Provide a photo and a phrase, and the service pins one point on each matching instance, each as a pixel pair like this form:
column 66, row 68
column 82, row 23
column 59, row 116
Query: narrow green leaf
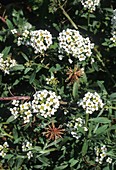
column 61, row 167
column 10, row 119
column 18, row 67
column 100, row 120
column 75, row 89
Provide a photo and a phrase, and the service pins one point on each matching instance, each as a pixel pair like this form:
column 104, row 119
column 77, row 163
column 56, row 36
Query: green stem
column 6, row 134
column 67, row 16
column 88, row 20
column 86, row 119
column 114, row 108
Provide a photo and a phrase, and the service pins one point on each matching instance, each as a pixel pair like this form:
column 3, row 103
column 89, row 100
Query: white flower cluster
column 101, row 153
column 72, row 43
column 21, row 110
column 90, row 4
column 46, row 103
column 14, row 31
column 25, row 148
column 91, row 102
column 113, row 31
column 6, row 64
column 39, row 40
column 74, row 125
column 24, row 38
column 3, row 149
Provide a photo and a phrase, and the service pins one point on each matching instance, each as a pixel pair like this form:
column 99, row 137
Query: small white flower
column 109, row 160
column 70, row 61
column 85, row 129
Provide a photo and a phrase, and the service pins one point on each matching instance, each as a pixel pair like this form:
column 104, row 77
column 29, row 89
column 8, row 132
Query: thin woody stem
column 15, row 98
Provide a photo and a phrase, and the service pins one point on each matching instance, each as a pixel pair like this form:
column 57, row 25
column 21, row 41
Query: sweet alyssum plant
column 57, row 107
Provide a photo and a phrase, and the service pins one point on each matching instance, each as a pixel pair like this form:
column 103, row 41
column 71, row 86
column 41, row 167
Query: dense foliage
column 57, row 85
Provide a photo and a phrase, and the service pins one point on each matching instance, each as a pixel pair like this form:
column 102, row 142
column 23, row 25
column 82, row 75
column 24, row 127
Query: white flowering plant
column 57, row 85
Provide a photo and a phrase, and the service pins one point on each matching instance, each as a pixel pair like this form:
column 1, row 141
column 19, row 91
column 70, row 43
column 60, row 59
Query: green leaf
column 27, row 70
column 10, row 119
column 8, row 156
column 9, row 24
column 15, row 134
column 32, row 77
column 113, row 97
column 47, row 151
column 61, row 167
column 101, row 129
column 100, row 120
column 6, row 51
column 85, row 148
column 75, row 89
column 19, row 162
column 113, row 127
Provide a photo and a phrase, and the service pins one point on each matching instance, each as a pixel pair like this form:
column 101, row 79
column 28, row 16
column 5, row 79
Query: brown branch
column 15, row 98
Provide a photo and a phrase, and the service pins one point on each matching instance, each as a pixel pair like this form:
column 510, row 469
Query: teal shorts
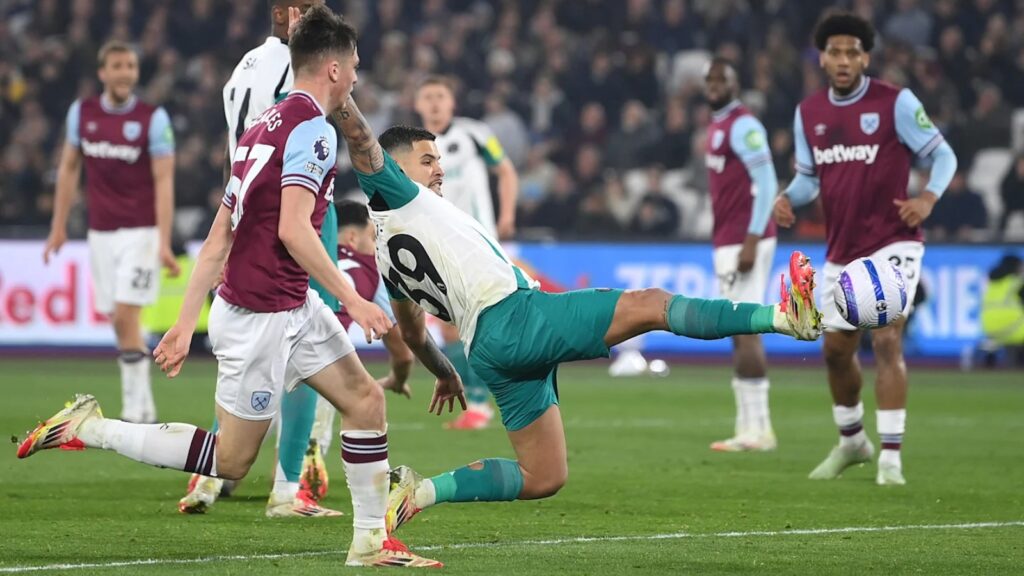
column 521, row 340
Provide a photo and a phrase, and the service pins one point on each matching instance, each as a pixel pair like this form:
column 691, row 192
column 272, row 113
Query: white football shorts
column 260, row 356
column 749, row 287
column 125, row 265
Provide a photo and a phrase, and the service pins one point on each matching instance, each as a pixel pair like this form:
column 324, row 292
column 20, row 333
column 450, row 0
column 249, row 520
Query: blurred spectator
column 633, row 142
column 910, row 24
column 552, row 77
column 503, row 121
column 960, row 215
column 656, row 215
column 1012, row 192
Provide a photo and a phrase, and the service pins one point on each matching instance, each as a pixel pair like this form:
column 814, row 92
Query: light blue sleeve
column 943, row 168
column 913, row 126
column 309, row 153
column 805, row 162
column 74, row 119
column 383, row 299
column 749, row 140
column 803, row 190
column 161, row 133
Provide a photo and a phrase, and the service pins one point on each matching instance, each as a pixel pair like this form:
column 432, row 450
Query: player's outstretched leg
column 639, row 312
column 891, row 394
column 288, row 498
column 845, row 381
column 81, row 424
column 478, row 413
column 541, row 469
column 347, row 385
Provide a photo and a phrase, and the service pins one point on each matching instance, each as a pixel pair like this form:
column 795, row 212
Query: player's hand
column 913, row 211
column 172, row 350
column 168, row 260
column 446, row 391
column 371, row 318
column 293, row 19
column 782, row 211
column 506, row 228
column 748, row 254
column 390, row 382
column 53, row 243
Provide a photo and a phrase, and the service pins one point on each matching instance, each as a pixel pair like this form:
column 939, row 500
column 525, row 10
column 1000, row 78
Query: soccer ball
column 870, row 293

...

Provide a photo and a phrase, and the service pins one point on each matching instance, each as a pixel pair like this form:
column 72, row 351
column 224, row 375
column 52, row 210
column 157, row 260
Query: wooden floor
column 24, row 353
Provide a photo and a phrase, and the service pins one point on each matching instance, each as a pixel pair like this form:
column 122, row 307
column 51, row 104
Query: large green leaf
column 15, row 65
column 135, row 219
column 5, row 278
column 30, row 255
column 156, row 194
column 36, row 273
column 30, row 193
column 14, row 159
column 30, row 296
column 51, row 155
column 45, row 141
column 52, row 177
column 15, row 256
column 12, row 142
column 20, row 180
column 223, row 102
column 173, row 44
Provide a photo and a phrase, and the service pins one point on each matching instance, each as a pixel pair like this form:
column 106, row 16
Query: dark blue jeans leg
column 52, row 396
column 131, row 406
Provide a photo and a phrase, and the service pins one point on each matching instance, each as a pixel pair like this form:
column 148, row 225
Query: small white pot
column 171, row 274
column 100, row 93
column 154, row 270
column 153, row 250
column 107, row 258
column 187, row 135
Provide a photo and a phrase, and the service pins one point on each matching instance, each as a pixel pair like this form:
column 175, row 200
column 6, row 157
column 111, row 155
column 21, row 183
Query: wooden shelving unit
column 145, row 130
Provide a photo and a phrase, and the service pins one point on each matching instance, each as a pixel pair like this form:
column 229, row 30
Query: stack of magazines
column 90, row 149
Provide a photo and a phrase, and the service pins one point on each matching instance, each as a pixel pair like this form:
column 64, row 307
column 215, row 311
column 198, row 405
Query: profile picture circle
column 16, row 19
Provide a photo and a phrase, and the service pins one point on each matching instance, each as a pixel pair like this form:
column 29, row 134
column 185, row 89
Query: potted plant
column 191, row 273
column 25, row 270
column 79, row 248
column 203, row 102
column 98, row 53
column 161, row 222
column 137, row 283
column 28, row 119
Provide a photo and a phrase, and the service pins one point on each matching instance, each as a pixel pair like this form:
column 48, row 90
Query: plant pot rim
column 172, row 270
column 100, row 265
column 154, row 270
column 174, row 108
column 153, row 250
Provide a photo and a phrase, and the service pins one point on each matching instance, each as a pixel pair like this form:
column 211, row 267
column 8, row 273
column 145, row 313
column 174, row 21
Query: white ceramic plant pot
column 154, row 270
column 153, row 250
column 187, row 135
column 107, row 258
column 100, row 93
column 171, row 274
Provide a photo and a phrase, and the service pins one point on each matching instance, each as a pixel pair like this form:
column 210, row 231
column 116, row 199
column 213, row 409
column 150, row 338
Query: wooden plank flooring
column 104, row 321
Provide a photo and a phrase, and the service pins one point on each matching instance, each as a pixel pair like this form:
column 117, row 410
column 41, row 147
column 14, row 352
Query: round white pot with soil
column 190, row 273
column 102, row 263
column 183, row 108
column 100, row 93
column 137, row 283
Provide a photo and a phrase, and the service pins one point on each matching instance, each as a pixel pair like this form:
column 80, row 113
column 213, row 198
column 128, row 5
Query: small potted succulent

* [Description of the task]: The reply should hold the entries above from the line with "column 510, row 469" to the line with "column 272, row 113", duplicated exactly, pictures excluded.

* [Result of this exercise]:
column 510, row 469
Query: teal shorts
column 521, row 340
Provide a photo and a phrase, and the service pins one point on each matching instance, each as a pixel pair like this form:
column 691, row 192
column 272, row 113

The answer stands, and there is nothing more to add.